◆ **GIVEN PASSAGE**:

────────

The dollar index, which gauges the currency against six peers including the yen and euro, continued to make steady progress in Europe after Wednesday's consumer price data spurred its biggest jump since March.


They had shown the biggest inflation gain in four months, lifting the annual increase to 6.2 per cent, the strongest year-on-year rise since November 1990.


The dollar pushed the euro below $1.15, leaving the next major chart support level down at $1.12. European stocks shuffled higher, sensing the potential for a competitiveness boost, but Japan's yen was falling towards a four-year low at 114.15 per dollar.


"There wasn't a single element of the CPI data that drove the upside surprise yesterday, it was just everywhere," said Societe Generale FX strategist Kit Juckes.


"You can't ignore something that broad-based and it will reinforce the view that the Fed is going to hike next year."


Wall Street was expected to see a modest rebound later having had its worst day in over a month after Wednesday's data. US bond markets were closed for a holiday but Europe'


Benchmark 10-year yields were around two basis points higher across Europe, firmly above lows hit in the past week as central banks including the ECB talked down aggressive market pricing on rates.


US Treasury yields had leapt by the most since February on Wednesday to nearly 1.6 per cent. US real yields, which take inflation into account, dipped to record lows and the five-year breakeven rates hit a record 3.113 per cent.

────────

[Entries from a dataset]
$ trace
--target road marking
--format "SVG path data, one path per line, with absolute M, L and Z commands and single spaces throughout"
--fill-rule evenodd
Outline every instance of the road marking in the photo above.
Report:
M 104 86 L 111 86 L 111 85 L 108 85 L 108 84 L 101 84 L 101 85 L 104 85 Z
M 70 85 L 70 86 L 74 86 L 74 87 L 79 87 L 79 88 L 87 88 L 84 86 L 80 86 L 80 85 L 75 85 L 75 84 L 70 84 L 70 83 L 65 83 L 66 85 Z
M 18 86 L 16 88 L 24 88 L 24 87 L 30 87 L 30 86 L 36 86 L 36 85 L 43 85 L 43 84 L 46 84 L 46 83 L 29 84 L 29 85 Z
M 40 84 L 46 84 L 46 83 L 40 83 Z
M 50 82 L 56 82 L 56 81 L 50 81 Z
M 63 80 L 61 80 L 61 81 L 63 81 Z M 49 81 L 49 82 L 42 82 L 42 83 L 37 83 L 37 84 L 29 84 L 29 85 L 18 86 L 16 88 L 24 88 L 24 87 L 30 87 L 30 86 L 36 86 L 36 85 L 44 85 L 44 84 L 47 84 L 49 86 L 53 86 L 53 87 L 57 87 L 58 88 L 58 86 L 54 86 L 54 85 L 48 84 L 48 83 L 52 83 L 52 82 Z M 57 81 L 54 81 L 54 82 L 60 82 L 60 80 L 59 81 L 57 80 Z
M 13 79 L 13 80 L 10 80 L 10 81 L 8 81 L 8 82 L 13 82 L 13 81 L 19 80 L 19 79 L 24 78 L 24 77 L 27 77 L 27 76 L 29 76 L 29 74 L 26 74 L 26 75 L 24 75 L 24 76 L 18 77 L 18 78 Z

────────

◆ **WHAT YOU ARE ASKED TO DO**:
Transcribe the passage on the dollar's rise after the US inflation data, from "They had shown" to "114.15 per dollar.", inclusive. None of the items are needed here.

◆ **WORKED ANSWER**:
They had shown the biggest inflation gain in four months, lifting the annual increase to 6.2 per cent, the strongest year-on-year rise since November 1990.


The dollar pushed the euro below $1.15, leaving the next major chart support level down at $1.12. European stocks shuffled higher, sensing the potential for a competitiveness boost, but Japan's yen was falling towards a four-year low at 114.15 per dollar.